* **PASSAGE EXTRAIT**:
:::::
Dans cette affaire, la Commission des normes, de l’équité, de la santé et de la sécurité au travail (CNESST) était saisie d’une plainte déposée par le travailleur en vertu de l’article 227 de la Loi sur la santé et sécurité du travail (LSST), lequel alléguait avoir subi une sanction, soit un congédiement, pour avoir exercé un droit de refus en raison des risques de contracter la Covid-19. La CNÉSST déclare cette plainte irrecevable et non fondée.
Les faits
Le plaignant est embauché par l’employeur le 7 avril 2020, à titre de commis de production dans la préparation et le montage de boîtes de repas à préparer livrées chez des clients. Compte tenu du contexte de pandémie de la Covid-19 et en raison de la situation sanitaire afférente, le plaignant est tenu de porter des équipements de protection, dont un masque trois plis, une visière, des gants, un sarrau, un filet à cheveux et à barbe, lorsque nécessaire, le tout fourni par l’employeur. De plus, ce dernier impose une prise de température corporelle quotidienne à tous les employés dès leur entrée au travail.
Le 15 avril 2020, lors de sa première assignation au montage des boîtes dans le réfrigérateur, le plaignant prétend se sentir en danger en raison de la possibilité d’attraper la Covid-19, et ce, malgré les mesures sanitaires mises en place. Plus spécifiquement, il allègue notamment que la distance requise de deux mètres entre les employés n’est pas toujours respectée, que certains employés retirent leur masque lorsque celui-ci devient humide, que les visières embuent en raison de la condensation. À sa demande, le plaignant est alors affecté à une autre équipe.
:::::
* **DONNÉES ENREGISTRÉES**:
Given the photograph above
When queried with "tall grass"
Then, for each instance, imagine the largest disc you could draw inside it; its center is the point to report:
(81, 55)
:::::
Reproduisez, s'il vous plaît, le passage sur la plainte du travailleur sans rien y changer, en commençant à « Le 15 avril » et en terminant à « une autre équipe. ».

Le 15 avril 2020, lors de sa première assignation au montage des boîtes dans le réfrigérateur, le plaignant prétend se sentir en danger en raison de la possibilité d’attraper la Covid-19, et ce, malgré les mesures sanitaires mises en place. Plus spécifiquement, il allègue notamment que la distance requise de deux mètres entre les employés n’est pas toujours respectée, que certains employés retirent leur masque lorsque celui-ci devient humide, que les visières embuent en raison de la condensation. À sa demande, le plaignant est alors affecté à une autre équipe.